▶ **WHAT TO WORK ON**:
Write out each of the items below again, word for word.

▶ **ITEMS**:
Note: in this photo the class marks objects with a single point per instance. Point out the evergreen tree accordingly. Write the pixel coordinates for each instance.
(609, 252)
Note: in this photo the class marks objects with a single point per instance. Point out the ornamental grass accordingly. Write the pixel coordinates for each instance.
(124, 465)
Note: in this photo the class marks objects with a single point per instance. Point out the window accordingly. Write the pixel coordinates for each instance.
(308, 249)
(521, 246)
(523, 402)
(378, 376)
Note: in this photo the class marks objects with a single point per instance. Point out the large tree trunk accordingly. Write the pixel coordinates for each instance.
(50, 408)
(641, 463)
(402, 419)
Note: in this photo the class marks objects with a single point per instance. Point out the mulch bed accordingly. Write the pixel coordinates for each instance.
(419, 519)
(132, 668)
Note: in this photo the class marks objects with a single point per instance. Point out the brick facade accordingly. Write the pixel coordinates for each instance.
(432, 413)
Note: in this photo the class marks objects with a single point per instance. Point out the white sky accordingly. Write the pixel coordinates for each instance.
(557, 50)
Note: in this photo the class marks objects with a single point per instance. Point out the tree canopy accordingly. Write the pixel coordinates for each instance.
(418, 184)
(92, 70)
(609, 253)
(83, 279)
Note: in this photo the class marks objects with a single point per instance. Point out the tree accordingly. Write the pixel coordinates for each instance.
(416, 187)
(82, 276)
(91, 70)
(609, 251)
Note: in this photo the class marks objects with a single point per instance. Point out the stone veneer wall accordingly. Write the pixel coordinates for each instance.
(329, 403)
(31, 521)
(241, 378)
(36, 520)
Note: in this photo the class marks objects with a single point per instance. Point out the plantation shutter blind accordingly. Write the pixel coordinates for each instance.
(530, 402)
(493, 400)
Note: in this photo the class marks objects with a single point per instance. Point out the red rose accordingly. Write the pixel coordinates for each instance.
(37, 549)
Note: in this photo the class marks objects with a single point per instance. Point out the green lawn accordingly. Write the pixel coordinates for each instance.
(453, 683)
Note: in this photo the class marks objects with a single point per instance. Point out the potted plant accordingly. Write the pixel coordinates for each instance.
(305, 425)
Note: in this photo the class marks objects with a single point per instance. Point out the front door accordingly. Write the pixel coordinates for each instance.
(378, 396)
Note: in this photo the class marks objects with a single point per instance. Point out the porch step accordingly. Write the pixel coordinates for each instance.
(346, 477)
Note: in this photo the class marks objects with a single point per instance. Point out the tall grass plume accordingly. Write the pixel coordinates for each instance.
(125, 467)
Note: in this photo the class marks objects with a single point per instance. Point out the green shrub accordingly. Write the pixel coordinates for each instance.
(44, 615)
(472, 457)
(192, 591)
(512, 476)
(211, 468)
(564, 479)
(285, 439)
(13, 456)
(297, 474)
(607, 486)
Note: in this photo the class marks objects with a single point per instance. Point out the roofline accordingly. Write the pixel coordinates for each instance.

▶ **FINAL ANSWER**:
Note: in this photo the class marks objects with a single point per instance. Point out the evergreen tree accordingly. Write the pixel coordinates for each instance.
(609, 252)
Note: in this photo the class marks objects with a single point per instance. Point out the ornamental grass accordingly. Write the pixel coordinates for each instance.
(124, 465)
Note: in this photo the class marks objects with a single point per instance. Point out the window accordingly. Write the pixel coordinates for each instance.
(308, 249)
(521, 246)
(523, 402)
(378, 376)
Note: in this photo the class marks objects with a single point per instance. Point out the large tree trunk accordingly. Write the pixel coordinates for each instance.
(50, 408)
(641, 463)
(402, 419)
Note: in this photo the class marks objects with a single point per instance. Point out the mulch bed accordingly. Write the pixel coordinates for each instance.
(419, 519)
(132, 668)
Note: in this photo the class marks objects with a single point per instance. Point out the brick facade accordingly. Write the pixel coordinates for each instance.
(432, 413)
Note: in this photo the class marks objects with a single point per instance. Point out the white sky accordingly. Write the pixel coordinates for each instance.
(557, 50)
Note: in this photo the class marks objects with a single point per instance. Point out the tree canopy accordingly. Write the pixel coordinates for each instance.
(418, 184)
(92, 70)
(609, 253)
(83, 279)
Note: in this photo the class marks objects with a single point per instance. Point out the tree accordingly. Write the pixel coordinates for each instance.
(416, 187)
(82, 276)
(91, 70)
(609, 251)
Note: in this photo the class marks objects with a single point per instance. Point out the stone veneer wall accordingly. Write the pixel coordinates for each instance.
(329, 403)
(31, 521)
(241, 378)
(36, 520)
Note: in this photo the class marks objects with a single point per instance. Point out the plantation shutter blind accordingly. Write the pixel coordinates for each instance.
(530, 402)
(493, 400)
Note: in this photo the class marks objects with a single point per instance. Point out the red rose accordingly. Write the pixel coordinates for each instance.
(37, 549)
Note: in this photo the class marks objects with a single point per instance. Point out the green lawn accordingly. Write the pixel coordinates for each instance.
(453, 683)
Note: in this photo the class marks objects with a single point per instance. Point out the potted plant accordingly. Write the pixel coordinates for each instance.
(305, 425)
Note: in this photo the class marks objects with a single point per instance. Point out the front door accordingly. Write the pixel coordinates for each instance.
(378, 396)
Note: in this photo the class marks objects with a single point per instance. Point out the porch step accordingly. Write the pixel coordinates for each instance.
(346, 477)
Note: in this photo the class marks objects with a single point per instance. Point out the tall grass plume accordingly. Write the pixel coordinates for each instance.
(125, 467)
Note: in this photo the class marks objects with a single point per instance. Point out the green shrub accordingly. Write the pixel coordinates for each instance.
(44, 615)
(472, 457)
(192, 591)
(512, 476)
(211, 468)
(564, 479)
(285, 439)
(13, 456)
(297, 474)
(607, 486)
Note: in this photo the class marks objects with a single point per instance. Point out the roofline accordingly. Write the pixel coordinates for each instance.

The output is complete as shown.